WORK TO COMPLETE:
**A)** Copy word for word the passage from the essay on being a perfect parent that begins at the words "I once was a" and ends after the words "its presence regularly.".
**B)** Continue the essay on being a perfect parent from the point where it stops.

TEXT BLOCK:
====
I once was a perfect parent. Before I had children of my own.
When I was a Perfect Parent

I Was a Perfect Parent

As a teenager, one who obviously knew it all, I believed I would be a certain way as an adult. I was one of those people who believed I knew how to handle whatever life had in store for me. This included parenting.

*Insert slightly insane laughter here*

There is a meme floating around the internet that states: “I was a perfect parent. Then I had children.”

It would be funny if it weren’t so incredibly accurate. Too many people (me included) believe they’ve got it all figured out–life, fitness, parenting, their make-up; only to have reality kick them solidly in the solar plexus. My old friend, Reality likes to remind me of its presence regularly.

When I was still a perfect parent–living under my parents’ roof, wearing clothes they bought for me, talking on the phone (a landline!) they paid for; I swore I would never treat my children the way my parents treated me. I wouldn’t keep my children from doing what they wanted, make them do chores, or tell them no. I would be different. I’d understand them, and treat them with “respect”.

I’m sure God chuckled at my plans. My parents did.

When I was still a perfect parent--living under my parents' roof, wearing clothes they bought for me, talking on the phone (a landline!) they paid for; I swore I would never treat my children the way my parents treated me. I wouldn't keep my children from doing what they wanted, make them do chores, or tell them no. I would be different. I'd understand them, and treat them with

Before the birth of my youngest my niece and I spent some time sitting on a bench overlooking the Puget Sound. The sun was warm, the sky was clear, the seagulls were begging scraps of our lunches, and it was a much-needed break from the hustle and bustle we’d been dealing with for the last few months. Taking a few moments to enjoy the beauty the LORD has created, and to truly appreciate it helped to relax my anxious heart.

It also helped me to understand something about myself.

I’m not a perfect parent. In fact, teen me would spend a lot of time rolling her eyes at adult me. I might have thought my parents were strict, but they were nothing compared to how I am as a parent. Part of this stems from a moderate battle with anxiety, but not all of it. Simply put, my priorities have changed, as have my views.
====
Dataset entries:
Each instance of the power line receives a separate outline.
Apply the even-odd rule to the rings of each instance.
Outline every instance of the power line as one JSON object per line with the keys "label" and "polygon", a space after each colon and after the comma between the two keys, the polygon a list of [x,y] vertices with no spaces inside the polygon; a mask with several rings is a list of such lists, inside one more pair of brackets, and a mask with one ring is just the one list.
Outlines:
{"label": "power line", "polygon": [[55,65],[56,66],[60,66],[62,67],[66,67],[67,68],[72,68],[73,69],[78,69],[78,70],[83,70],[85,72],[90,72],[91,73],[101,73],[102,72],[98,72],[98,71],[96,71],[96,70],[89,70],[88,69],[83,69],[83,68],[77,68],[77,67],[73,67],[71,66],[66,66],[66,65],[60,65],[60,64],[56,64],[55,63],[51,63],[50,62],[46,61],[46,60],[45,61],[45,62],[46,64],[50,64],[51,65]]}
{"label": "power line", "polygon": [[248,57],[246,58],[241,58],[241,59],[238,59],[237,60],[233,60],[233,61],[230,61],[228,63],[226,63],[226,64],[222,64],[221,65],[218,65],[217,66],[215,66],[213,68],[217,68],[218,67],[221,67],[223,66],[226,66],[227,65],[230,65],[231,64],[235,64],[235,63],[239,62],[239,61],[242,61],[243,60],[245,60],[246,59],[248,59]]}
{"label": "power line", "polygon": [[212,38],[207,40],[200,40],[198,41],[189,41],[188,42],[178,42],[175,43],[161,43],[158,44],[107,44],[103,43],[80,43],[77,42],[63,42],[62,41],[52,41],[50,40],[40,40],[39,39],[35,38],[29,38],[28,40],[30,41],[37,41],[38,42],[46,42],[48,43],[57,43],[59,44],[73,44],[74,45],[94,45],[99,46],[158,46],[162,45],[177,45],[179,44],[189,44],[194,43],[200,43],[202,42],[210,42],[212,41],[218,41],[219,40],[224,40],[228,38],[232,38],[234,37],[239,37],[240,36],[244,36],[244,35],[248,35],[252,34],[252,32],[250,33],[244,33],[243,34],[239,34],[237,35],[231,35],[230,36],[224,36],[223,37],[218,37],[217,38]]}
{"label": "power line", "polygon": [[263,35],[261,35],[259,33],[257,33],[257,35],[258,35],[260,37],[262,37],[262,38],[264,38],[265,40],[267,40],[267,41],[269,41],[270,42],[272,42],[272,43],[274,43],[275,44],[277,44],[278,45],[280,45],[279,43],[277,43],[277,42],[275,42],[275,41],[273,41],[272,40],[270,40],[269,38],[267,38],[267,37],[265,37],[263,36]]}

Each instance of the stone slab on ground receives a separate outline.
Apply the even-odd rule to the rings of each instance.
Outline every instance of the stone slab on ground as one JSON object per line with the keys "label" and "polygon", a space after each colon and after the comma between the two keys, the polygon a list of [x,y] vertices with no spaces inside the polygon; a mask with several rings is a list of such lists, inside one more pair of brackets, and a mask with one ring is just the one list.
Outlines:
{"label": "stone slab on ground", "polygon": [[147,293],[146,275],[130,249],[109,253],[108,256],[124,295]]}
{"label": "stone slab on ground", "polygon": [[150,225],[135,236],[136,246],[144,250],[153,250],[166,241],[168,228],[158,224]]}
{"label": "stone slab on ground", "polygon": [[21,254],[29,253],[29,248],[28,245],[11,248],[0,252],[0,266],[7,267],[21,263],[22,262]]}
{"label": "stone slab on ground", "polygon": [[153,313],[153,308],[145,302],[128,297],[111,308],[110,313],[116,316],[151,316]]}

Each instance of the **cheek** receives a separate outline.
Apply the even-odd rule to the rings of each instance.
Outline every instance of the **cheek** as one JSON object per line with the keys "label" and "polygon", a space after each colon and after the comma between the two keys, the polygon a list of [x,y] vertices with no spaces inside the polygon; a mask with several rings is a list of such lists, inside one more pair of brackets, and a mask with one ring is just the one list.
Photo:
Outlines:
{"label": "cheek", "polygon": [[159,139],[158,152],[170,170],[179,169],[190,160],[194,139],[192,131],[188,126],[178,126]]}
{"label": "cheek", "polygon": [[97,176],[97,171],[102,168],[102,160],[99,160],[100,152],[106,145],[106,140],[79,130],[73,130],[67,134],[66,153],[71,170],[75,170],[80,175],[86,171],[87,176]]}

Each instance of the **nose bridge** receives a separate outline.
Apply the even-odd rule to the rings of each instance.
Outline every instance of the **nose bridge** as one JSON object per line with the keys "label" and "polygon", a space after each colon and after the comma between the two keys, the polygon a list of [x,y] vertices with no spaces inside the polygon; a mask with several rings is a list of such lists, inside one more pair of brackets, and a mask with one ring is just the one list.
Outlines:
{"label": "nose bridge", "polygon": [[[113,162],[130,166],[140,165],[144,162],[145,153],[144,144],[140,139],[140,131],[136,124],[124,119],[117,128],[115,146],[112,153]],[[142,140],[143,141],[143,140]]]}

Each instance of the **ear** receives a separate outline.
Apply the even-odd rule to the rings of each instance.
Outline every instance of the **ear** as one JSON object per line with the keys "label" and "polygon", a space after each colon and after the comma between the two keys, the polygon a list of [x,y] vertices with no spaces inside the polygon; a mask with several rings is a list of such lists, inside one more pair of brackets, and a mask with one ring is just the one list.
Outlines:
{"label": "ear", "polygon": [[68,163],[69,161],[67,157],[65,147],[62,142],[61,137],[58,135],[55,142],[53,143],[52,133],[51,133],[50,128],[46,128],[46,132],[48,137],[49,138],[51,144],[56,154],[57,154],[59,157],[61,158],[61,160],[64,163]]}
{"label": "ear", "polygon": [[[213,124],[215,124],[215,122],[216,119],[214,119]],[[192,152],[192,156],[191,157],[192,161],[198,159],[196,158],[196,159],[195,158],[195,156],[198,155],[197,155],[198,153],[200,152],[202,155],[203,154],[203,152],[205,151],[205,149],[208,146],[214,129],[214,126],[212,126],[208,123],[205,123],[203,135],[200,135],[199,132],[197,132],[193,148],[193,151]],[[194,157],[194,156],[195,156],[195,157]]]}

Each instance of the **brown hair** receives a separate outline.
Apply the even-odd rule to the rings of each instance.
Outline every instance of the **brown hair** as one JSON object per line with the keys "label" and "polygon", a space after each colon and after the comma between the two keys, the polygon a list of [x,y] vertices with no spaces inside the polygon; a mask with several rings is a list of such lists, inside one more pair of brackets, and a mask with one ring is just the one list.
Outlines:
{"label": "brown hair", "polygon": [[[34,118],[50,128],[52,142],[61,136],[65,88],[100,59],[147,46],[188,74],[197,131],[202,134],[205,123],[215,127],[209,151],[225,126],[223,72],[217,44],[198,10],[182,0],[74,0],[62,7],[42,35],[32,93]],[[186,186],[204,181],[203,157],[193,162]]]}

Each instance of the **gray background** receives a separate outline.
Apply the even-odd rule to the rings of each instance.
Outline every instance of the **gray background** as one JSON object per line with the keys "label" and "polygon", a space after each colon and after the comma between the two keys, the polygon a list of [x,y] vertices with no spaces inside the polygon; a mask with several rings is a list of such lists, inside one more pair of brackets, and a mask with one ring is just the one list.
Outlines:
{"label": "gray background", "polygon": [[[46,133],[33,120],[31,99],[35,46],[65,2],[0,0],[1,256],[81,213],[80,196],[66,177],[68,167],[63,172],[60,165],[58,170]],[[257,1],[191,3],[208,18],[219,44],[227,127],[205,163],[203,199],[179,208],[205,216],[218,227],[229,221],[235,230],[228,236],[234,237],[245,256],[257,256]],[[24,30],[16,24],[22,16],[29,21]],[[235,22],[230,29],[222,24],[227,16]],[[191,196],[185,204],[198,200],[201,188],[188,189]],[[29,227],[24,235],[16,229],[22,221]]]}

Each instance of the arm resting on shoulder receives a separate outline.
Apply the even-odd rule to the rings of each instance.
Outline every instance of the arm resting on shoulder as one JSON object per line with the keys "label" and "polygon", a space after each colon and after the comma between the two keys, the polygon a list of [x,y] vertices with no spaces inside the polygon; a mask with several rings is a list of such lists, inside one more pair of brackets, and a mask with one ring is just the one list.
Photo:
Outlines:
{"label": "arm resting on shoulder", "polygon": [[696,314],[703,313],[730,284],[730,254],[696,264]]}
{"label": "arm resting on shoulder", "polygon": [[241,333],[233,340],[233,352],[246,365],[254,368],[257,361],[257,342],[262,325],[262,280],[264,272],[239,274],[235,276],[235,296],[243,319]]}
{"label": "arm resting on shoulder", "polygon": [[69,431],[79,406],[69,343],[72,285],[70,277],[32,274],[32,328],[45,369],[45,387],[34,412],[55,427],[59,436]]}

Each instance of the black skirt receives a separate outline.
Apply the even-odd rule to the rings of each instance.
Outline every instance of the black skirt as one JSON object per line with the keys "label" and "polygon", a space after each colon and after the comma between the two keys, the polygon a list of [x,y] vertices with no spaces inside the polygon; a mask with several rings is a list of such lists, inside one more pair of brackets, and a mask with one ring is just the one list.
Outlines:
====
ANSWERS:
**A)**
I once was a perfect parent. Before I had children of my own.
When I was a Perfect Parent

I Was a Perfect Parent

As a teenager, one who obviously knew it all, I believed I would be a certain way as an adult. I was one of those people who believed I knew how to handle whatever life had in store for me. This included parenting.

*Insert slightly insane laughter here*

There is a meme floating around the internet that states: “I was a perfect parent. Then I had children.”

It would be funny if it weren’t so incredibly accurate. Too many people (me included) believe they’ve got it all figured out–life, fitness, parenting, their make-up; only to have reality kick them solidly in the solar plexus. My old friend, Reality likes to remind me of its presence regularly.

**B)**
God is the Perfect Parent

God has blessed us with three beautiful children, not to be perfect parents, but to teach them and train them up in what is righteous. Much to their dismay, that includes horrors like sweeping, making their beds, and cleaning bathrooms, and picking up toys. It also requires them to spend time with us, to not put their friends above the LORD or their family, and to forgive each other when we stumble.

Something else that comes along with this is the amount of freedom we allow our children to have. Our eldest is only nine, and regardless of how my husband and I were raised the world is a much different place today than it was twenty years ago. Yes, she can play outside without constant supervision, but there are rules that have to be followed, and consequences if those rules are ignored. This is a relatively new freedom for her, and I still have several bad moments where I want to keep her in the house away from any chance of getting hit by a speeding car (see, anxiety). I’m taking it a day at a time, and maybe I’ll be more relaxed when they’re visiting me in the retirement home.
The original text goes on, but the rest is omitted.